*TASK DESCRIPTION*
Report how many lines in the records below contain the word "negative" when case is matched exactly. Give only the number.

*THE RECORDS*

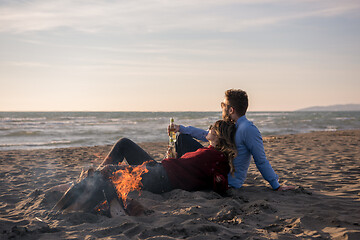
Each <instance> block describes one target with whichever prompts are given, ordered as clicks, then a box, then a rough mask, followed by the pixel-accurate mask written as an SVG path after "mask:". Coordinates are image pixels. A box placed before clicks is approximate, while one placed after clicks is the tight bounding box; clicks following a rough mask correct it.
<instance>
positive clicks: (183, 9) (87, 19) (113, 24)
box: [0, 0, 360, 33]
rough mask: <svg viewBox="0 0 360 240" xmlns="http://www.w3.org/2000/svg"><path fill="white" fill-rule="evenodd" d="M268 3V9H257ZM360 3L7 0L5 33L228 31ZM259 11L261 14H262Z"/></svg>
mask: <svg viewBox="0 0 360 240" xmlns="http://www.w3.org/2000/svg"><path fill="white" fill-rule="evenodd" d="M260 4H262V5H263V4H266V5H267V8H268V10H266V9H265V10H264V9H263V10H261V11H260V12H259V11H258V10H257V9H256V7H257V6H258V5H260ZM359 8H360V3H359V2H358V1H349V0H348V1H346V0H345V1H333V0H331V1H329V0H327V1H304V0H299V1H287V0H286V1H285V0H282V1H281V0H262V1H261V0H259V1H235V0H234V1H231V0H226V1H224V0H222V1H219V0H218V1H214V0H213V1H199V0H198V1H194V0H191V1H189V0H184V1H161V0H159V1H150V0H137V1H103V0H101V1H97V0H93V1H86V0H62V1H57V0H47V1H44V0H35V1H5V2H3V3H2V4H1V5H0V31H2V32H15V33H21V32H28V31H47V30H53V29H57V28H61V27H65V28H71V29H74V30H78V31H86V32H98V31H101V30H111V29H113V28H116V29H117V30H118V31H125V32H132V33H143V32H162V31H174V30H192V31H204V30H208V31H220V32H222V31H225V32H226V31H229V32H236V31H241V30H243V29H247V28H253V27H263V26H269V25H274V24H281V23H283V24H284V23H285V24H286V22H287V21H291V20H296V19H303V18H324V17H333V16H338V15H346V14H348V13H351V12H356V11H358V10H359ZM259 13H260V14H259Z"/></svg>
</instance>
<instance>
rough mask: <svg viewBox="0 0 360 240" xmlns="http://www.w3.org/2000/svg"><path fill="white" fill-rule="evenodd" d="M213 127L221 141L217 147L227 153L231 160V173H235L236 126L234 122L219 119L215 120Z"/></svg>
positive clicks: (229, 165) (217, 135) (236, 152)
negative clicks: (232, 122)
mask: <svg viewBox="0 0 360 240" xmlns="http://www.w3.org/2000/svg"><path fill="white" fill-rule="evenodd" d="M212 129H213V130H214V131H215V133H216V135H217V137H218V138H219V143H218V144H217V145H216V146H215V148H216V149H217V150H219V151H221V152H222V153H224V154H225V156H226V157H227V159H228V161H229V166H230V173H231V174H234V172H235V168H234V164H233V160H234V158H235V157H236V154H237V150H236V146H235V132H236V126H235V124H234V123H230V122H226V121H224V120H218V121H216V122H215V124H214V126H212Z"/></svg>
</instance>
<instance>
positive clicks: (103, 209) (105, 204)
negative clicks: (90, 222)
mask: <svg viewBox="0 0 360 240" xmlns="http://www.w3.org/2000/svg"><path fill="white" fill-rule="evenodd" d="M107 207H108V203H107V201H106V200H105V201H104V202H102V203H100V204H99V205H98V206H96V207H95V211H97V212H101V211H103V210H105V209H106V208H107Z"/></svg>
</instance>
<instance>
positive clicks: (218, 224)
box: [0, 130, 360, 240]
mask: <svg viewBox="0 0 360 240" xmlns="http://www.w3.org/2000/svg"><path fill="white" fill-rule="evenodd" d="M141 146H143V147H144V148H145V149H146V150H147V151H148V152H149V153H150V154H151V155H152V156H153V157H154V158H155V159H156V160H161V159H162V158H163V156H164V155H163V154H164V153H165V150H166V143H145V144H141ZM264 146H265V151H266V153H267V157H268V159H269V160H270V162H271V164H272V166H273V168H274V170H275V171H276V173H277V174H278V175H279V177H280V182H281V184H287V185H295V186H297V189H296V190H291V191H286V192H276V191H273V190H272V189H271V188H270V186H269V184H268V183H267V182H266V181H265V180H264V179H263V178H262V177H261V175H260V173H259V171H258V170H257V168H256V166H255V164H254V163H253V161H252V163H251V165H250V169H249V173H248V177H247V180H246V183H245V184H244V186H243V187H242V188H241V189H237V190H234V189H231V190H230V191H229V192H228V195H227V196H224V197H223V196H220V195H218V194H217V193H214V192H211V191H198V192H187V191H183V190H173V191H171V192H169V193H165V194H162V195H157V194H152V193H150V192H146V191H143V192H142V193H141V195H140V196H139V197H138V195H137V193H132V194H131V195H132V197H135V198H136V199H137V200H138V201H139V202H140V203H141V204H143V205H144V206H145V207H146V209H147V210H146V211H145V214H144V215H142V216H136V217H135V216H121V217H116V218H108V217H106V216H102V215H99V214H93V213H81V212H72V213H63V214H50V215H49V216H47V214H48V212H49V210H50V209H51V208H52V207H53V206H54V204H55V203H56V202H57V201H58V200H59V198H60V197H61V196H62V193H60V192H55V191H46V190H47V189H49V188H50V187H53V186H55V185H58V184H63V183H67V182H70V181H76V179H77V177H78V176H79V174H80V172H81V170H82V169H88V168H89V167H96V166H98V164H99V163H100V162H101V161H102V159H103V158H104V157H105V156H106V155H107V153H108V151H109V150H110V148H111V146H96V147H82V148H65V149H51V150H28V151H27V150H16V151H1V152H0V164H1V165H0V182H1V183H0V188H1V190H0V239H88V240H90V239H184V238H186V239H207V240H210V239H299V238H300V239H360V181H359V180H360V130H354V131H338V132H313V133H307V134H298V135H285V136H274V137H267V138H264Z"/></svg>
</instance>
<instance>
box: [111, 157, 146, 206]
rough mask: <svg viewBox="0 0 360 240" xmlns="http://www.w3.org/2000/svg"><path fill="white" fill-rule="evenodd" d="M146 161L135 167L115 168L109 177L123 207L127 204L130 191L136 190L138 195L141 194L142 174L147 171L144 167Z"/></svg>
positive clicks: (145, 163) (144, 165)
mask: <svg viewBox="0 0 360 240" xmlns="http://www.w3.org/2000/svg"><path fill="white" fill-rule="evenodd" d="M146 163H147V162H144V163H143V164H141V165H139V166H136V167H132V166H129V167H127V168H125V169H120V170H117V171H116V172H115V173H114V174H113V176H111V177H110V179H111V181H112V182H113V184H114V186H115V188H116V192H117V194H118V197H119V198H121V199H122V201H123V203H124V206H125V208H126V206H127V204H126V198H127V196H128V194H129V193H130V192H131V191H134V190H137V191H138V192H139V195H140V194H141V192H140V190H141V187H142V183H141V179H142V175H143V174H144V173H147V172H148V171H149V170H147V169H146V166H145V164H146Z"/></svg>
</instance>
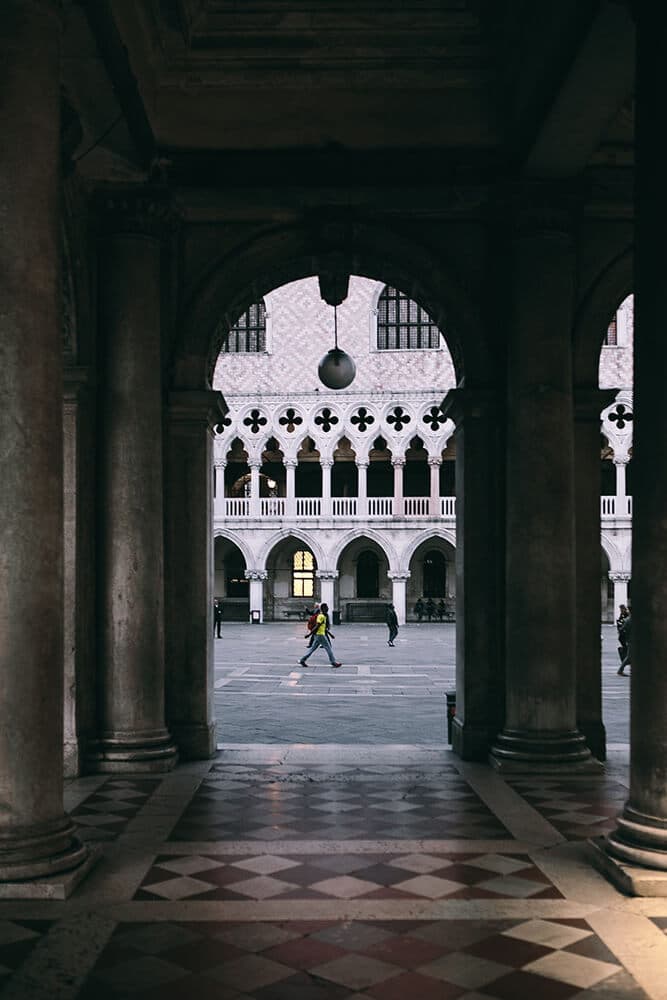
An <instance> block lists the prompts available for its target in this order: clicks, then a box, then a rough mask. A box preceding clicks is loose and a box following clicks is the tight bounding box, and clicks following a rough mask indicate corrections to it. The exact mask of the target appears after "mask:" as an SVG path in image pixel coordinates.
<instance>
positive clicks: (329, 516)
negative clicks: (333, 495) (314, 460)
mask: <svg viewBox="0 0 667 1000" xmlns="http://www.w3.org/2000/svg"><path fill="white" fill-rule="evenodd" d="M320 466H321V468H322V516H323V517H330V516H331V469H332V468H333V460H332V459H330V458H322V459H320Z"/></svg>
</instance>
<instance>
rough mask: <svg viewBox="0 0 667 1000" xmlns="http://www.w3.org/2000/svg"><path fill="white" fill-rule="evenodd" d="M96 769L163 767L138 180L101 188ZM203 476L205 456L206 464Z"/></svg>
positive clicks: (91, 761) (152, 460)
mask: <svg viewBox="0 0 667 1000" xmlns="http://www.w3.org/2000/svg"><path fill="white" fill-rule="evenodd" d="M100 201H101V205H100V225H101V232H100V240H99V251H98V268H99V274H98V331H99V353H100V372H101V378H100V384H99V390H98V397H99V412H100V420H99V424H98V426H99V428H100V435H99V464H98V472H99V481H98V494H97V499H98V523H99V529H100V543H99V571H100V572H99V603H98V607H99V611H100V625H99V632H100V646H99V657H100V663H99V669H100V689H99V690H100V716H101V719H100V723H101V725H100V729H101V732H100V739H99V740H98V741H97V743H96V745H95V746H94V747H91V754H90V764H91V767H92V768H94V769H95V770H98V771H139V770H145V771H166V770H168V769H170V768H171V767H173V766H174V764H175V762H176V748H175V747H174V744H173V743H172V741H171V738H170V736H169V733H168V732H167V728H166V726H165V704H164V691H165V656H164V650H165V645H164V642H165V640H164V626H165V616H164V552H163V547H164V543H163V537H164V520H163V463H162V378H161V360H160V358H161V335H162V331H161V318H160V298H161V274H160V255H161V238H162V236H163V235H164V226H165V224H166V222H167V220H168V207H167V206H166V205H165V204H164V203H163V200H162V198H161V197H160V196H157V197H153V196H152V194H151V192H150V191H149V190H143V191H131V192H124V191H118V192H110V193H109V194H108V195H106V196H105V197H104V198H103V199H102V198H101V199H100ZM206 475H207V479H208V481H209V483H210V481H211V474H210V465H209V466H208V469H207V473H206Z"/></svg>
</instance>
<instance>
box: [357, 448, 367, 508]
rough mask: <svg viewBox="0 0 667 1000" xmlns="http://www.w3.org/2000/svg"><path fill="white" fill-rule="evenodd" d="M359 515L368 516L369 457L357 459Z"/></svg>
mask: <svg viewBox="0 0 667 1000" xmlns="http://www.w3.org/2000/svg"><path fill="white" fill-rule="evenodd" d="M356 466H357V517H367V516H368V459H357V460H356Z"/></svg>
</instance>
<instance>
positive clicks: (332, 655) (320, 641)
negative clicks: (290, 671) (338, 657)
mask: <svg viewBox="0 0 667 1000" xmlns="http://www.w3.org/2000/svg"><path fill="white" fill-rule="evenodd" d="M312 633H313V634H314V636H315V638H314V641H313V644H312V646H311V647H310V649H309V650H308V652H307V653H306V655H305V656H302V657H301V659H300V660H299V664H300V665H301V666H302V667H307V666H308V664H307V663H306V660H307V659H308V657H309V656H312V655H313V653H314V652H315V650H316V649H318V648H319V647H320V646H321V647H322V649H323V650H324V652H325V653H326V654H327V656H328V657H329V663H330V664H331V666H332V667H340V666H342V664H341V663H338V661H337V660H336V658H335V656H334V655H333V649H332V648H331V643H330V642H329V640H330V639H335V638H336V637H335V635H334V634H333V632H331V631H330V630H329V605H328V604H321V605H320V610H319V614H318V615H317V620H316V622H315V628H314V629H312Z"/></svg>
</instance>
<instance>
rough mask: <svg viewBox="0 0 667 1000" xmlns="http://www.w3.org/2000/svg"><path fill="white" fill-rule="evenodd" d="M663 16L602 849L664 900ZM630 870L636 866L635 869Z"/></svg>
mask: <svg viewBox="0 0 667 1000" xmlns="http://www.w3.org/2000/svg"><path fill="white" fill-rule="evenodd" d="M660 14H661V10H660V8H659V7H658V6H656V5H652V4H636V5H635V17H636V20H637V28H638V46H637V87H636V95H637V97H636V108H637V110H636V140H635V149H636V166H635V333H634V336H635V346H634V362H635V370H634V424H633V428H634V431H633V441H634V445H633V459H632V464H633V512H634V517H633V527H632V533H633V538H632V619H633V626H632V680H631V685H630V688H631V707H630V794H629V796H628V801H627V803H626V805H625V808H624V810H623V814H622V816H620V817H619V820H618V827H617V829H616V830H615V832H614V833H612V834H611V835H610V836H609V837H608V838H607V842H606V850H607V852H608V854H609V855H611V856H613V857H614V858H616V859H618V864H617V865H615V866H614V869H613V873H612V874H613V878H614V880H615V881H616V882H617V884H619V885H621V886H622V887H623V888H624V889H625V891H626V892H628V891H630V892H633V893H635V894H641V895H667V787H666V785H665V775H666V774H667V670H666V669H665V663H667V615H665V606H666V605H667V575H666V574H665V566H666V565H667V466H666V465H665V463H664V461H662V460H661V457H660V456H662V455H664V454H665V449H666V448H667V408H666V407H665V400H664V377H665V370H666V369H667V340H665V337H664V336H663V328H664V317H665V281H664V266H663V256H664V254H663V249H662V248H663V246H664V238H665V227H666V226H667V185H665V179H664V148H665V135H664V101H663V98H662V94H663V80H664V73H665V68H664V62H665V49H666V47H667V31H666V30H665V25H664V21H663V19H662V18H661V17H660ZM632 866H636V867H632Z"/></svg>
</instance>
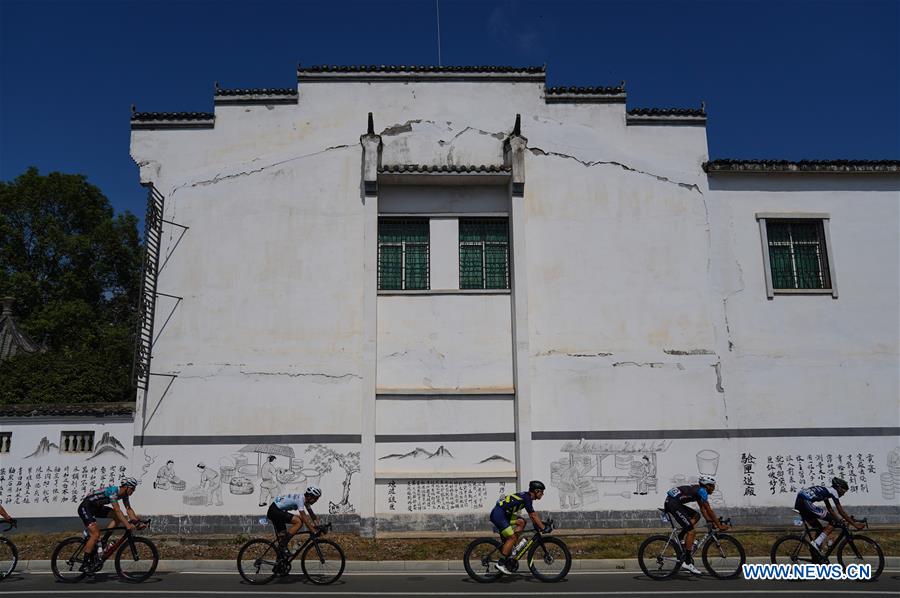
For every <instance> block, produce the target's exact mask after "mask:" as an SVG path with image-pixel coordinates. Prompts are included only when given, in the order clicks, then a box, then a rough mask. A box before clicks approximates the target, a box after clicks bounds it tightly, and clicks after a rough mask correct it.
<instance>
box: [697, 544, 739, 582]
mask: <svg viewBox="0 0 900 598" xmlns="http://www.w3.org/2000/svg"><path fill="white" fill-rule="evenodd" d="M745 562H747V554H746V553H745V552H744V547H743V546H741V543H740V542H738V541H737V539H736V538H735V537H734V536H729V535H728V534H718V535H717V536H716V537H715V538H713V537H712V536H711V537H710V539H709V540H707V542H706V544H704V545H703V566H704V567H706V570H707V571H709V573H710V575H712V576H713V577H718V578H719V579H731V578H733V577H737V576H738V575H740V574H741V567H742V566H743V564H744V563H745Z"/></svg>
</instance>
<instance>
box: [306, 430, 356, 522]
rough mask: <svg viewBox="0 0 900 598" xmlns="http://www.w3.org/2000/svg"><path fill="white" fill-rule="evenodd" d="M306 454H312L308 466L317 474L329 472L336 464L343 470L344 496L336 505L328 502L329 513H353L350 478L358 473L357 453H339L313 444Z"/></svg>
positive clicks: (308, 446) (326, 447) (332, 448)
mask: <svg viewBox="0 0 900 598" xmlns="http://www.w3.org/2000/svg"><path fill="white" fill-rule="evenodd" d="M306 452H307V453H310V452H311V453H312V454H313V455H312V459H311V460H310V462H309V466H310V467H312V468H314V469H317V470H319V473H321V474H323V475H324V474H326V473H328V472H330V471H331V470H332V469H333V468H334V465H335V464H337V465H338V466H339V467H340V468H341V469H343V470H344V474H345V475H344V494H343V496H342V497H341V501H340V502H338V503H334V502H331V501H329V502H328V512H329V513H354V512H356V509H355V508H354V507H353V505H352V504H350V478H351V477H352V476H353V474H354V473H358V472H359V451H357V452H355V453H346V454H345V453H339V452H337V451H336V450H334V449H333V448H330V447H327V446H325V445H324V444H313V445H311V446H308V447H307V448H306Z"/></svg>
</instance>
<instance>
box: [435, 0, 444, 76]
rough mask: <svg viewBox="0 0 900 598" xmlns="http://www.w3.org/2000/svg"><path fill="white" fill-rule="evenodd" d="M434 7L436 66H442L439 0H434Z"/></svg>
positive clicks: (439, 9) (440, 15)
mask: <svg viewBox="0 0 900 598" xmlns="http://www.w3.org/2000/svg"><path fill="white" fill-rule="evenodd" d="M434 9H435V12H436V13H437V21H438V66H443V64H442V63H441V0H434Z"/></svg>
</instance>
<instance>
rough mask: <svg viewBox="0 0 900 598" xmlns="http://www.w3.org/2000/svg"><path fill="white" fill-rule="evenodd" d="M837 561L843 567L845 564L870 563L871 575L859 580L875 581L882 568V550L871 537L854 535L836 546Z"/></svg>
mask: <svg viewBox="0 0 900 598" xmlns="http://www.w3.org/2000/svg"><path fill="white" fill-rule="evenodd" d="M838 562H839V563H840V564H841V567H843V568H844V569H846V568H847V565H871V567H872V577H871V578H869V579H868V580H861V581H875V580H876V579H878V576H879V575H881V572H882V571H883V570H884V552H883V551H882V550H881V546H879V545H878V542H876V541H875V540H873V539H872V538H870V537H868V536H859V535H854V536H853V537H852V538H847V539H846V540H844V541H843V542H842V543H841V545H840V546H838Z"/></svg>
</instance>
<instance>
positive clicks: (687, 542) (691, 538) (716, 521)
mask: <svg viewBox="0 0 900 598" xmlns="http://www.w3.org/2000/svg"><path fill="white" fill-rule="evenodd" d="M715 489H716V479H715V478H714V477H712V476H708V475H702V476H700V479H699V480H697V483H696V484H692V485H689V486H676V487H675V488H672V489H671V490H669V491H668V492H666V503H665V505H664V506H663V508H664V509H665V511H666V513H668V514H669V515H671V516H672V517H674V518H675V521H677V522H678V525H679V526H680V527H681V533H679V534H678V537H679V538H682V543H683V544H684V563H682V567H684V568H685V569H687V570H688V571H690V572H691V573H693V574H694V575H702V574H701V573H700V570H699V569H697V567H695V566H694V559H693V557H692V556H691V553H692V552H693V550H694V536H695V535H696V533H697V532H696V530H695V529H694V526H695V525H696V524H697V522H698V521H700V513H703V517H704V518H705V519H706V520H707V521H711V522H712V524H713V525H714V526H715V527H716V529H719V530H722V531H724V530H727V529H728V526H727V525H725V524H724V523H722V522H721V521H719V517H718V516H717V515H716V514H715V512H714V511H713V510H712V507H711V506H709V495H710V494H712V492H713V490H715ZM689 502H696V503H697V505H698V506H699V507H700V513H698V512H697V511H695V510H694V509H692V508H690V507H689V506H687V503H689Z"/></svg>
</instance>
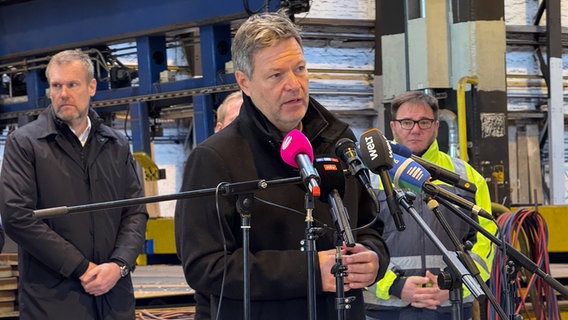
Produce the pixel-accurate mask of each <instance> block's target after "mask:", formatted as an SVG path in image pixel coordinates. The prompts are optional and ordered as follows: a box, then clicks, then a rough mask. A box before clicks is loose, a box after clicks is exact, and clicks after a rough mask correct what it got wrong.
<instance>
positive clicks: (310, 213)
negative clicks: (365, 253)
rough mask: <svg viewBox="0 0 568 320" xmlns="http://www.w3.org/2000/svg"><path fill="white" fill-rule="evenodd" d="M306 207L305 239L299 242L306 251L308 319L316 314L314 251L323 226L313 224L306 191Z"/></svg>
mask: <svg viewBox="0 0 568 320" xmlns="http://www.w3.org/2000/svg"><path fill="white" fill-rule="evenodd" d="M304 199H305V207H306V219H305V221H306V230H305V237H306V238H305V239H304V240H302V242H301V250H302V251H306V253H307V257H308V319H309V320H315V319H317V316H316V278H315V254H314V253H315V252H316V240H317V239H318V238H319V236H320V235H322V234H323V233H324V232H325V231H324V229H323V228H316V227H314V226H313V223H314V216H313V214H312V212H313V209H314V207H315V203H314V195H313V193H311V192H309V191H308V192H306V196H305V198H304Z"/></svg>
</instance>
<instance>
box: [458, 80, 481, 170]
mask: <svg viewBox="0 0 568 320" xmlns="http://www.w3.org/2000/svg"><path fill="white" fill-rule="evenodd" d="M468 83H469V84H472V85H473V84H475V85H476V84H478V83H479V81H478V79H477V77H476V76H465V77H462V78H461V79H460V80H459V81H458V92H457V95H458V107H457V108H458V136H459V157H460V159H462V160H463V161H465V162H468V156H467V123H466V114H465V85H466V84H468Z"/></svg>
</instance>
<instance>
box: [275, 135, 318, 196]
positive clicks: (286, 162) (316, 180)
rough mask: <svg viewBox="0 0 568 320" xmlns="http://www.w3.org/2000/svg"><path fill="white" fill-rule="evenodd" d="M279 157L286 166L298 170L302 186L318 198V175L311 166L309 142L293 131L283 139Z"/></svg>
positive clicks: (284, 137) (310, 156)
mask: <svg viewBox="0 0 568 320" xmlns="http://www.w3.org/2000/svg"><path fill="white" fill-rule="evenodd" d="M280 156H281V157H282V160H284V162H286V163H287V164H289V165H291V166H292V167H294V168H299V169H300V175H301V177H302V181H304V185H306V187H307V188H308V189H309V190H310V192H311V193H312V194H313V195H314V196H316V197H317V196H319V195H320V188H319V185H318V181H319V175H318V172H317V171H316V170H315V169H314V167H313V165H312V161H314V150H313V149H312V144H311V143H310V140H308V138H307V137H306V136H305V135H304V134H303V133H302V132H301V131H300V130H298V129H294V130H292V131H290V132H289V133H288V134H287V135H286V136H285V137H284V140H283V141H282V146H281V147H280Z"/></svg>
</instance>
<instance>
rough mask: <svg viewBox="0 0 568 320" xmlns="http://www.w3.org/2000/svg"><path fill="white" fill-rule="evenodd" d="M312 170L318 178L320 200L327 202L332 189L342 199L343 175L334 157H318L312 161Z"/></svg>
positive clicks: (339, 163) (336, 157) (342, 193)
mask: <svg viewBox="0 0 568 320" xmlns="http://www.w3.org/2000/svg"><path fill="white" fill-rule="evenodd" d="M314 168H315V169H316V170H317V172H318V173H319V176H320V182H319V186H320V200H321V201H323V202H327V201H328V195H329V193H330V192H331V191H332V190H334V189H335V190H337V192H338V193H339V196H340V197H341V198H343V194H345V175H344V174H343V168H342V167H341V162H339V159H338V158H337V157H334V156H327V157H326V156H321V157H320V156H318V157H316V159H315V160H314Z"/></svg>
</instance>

*THE ANSWER*
5